#### DATA PROVIDED:
○ ○ ○ ○
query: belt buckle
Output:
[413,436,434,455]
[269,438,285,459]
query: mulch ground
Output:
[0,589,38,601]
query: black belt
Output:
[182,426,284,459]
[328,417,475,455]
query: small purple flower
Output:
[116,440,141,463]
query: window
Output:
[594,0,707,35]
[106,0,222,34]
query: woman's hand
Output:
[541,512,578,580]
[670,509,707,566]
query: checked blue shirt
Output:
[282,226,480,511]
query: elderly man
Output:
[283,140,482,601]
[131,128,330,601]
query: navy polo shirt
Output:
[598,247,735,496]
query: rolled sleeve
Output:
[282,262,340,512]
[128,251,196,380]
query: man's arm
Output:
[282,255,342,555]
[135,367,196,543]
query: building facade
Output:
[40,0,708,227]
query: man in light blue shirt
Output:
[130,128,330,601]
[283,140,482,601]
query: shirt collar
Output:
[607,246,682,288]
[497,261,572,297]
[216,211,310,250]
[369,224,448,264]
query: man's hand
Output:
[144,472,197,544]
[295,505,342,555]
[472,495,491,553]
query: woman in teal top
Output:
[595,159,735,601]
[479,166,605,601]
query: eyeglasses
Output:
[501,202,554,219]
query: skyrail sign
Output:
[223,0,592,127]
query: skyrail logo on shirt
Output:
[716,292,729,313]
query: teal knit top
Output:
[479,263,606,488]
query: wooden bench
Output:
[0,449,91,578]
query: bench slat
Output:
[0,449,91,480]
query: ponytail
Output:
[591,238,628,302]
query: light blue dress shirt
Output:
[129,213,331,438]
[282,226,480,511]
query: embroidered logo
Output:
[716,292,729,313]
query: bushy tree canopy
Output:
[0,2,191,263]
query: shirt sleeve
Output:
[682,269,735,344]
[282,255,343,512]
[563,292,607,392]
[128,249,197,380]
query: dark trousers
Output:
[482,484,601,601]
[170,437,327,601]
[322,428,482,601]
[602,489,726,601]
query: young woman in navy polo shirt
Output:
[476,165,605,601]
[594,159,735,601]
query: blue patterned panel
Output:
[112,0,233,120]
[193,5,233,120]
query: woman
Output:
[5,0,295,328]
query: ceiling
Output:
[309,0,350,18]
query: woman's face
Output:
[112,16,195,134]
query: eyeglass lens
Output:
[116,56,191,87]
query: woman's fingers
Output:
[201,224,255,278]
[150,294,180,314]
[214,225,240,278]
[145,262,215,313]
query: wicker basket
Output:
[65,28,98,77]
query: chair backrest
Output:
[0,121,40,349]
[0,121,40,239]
○ ○ ○ ○
#### WHAT YOU HAVE TO DO:
Transcribe the full listing above without leaving anything out.

#### FULL SOLUTION:
query: belt buckle
Output:
[413,436,434,455]
[269,438,285,459]
query: mulch ground
Output:
[0,589,38,601]
query: black belt
Output:
[182,426,284,459]
[328,417,475,455]
query: small purple flower
Output:
[116,440,141,463]
query: window
Output:
[594,0,707,35]
[106,0,222,34]
query: woman's hand
Output:
[541,512,578,580]
[670,509,707,566]
query: checked blue shirt
Output:
[282,226,480,511]
query: elderly man
Output:
[283,140,482,601]
[131,128,330,601]
query: navy polo shirt
Output:
[598,247,735,496]
query: rolled sleeve
Output:
[282,262,340,512]
[128,251,196,380]
query: man's arm
Output:
[282,255,342,555]
[135,367,196,543]
query: building facade
Output:
[40,0,708,227]
query: man in light blue shirt
Output:
[130,128,330,601]
[283,140,482,601]
query: shirt collar
Output:
[607,246,682,288]
[497,261,572,297]
[216,211,310,250]
[369,224,448,264]
query: man's hand
Output:
[144,472,197,544]
[295,505,342,555]
[472,495,491,553]
query: woman in teal top
Output:
[595,159,735,601]
[479,166,605,601]
query: eyeglasses
Output:
[501,202,554,219]
query: skyrail sign
Output:
[223,0,592,127]
query: skyrail logo on shirt
Output:
[716,292,729,313]
query: teal knit top
Output:
[479,263,606,488]
query: wooden bench
Output:
[0,449,91,578]
query: bench slat
Output:
[0,449,91,480]
query: ponytail
Output:
[591,238,628,302]
query: light blue dress shirt
Output:
[129,213,331,438]
[282,226,480,511]
query: embroidered logo
Output:
[716,292,729,313]
query: bushy tree canopy
Output:
[0,2,191,263]
query: shirt sleeve
Output:
[682,269,735,344]
[282,255,343,512]
[563,292,607,392]
[128,249,197,380]
query: dark trousers
Output:
[482,484,601,601]
[170,437,327,601]
[322,428,482,601]
[602,489,726,601]
query: young woman in navy polo shirt
Output:
[476,165,605,601]
[594,159,735,601]
query: blue patterned panel
Output:
[112,0,233,120]
[193,5,233,120]
query: woman
Output:
[5,0,295,328]
query: ceiling
Output:
[309,0,350,18]
query: woman's face
Output:
[112,16,195,134]
query: eyeglass lens
Output:
[116,56,191,87]
query: woman's fingers
Output:
[201,224,255,278]
[150,294,180,314]
[214,225,240,278]
[145,262,215,313]
query: wicker basket
Output:
[65,28,98,77]
query: chair backrest
Output:
[0,121,40,349]
[0,121,40,239]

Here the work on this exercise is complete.